> **PROVIDED RECORDS**
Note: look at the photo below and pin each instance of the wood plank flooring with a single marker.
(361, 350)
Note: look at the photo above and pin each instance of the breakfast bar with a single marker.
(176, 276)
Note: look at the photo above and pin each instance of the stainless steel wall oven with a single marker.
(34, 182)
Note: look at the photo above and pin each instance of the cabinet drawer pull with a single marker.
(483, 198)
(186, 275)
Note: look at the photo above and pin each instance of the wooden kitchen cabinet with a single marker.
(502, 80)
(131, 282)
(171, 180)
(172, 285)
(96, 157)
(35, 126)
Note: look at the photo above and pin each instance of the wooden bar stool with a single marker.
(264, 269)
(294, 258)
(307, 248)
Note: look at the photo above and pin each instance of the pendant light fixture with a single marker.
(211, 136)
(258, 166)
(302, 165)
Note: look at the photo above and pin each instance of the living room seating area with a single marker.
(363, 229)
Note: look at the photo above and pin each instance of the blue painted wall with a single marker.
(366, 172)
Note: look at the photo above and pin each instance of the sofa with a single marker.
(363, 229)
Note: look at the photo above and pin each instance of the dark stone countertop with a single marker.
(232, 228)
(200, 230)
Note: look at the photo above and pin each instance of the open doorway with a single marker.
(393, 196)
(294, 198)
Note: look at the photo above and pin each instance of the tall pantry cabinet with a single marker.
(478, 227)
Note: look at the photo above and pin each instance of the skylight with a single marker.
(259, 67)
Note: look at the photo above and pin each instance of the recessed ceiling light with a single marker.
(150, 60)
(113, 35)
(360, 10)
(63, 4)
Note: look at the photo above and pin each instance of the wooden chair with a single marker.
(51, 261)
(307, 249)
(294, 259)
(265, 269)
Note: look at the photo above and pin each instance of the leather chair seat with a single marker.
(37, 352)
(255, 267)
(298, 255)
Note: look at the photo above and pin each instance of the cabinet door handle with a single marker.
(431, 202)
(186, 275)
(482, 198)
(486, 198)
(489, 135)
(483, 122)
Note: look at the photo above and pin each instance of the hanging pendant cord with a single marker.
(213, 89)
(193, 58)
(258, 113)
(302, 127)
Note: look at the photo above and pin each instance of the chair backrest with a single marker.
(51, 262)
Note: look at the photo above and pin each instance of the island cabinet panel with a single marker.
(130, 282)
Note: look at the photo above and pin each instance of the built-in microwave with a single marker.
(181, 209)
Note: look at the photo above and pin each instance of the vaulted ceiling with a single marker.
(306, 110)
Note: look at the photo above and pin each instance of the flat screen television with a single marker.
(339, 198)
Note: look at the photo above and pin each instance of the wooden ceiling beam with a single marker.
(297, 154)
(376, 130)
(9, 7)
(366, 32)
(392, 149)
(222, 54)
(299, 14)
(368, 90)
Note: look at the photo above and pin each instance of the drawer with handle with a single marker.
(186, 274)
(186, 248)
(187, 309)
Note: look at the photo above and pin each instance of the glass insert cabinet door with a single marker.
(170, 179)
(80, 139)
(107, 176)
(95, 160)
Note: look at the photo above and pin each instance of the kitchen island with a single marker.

> **DIRECTION**
Turn every one of the entries above into a numbered list, omitting any blank lines.

> **TASK OUTPUT**
1. Note: look at the photo below and pin each instance of the wood plank flooring with a single marker.
2. (361, 350)
3. Note: look at the photo above and pin each instance of the breakfast bar with a single marker.
4. (176, 276)
5. Note: look at the photo above and pin each instance of the stainless steel wall oven with a single marker.
6. (34, 182)
7. Note: look at the photo above and pin each instance of the cabinet drawer pull with a single marker.
8. (483, 198)
9. (186, 275)
10. Note: look at the photo above and pin each instance of the wooden kitchen cabinet with a single marker.
11. (502, 80)
12. (131, 282)
13. (171, 180)
14. (172, 285)
15. (96, 157)
16. (35, 126)
17. Note: look at the photo above and pin each instance of the wooden bar stool with a single marker.
18. (264, 269)
19. (294, 258)
20. (307, 248)
21. Note: look at the photo above and pin each instance of the pendant light fixture with a single marker.
22. (211, 136)
23. (258, 166)
24. (302, 165)
25. Note: look at the photo above and pin each instance of the living room seating area with a single marker.
26. (363, 229)
27. Note: look at the photo above and pin each instance of the blue painted wall with a single marker.
28. (366, 172)
29. Note: look at the photo above and pin each instance of the sofa with a single marker.
30. (363, 229)
31. Note: look at the photo above and pin each instance of the dark stone countertop with a single marker.
32. (232, 228)
33. (200, 230)
34. Note: look at the photo above and pin each instance of the open doorway with a single marker.
35. (393, 196)
36. (294, 198)
37. Note: look at the photo above and pin each instance of the tall pantry cabinet with a single marker.
38. (478, 227)
39. Note: look at the photo above and pin each instance of the skylight with a single marker.
40. (259, 67)
41. Note: look at the photo above and pin each instance of the recessed ceiling light with a single marker.
42. (150, 60)
43. (113, 35)
44. (360, 10)
45. (63, 4)
46. Note: look at the photo above and pin each instance of the wooden chair with a single marker.
47. (51, 261)
48. (307, 249)
49. (294, 259)
50. (265, 269)
51. Note: look at the photo above and pin each instance of the leather chair seat with a single marker.
52. (37, 352)
53. (255, 267)
54. (298, 255)
55. Note: look at the photo above and pin each instance of the cabinet door handle with a single marker.
56. (431, 202)
57. (186, 275)
58. (482, 198)
59. (486, 198)
60. (489, 135)
61. (483, 122)
62. Note: look at the photo above and pin each instance of the hanging pendant cord with a single marker.
63. (213, 89)
64. (193, 58)
65. (258, 113)
66. (302, 127)
67. Note: look at the photo above and pin each instance of the chair backrest with a single marker.
68. (51, 262)
69. Note: look at the photo above and pin each instance of the island cabinet panel with a single marker.
70. (130, 282)
71. Note: look at the photo above and pin each instance of the built-in microwave with a single marker.
72. (181, 209)
73. Note: look at the photo above and pin each instance of the vaulted ceiling with a single marker.
74. (306, 110)
75. Note: look at the photo above and pin each instance of the flat screen television with a single marker.
76. (339, 198)
77. Note: look at the photo above and pin each instance of the wooden ceiling beam with a single marker.
78. (297, 154)
79. (376, 130)
80. (9, 7)
81. (366, 32)
82. (392, 149)
83. (222, 54)
84. (299, 14)
85. (368, 90)
86. Note: look at the photo above and pin each instance of the drawer with handle with a single marker.
87. (186, 274)
88. (186, 248)
89. (187, 309)
90. Note: look at the photo above and pin each instance of the glass insert cabinet door with a single marker.
91. (170, 179)
92. (80, 139)
93. (107, 176)
94. (95, 160)
95. Note: look at the photo above and pin each instance of the kitchen island with a single marker.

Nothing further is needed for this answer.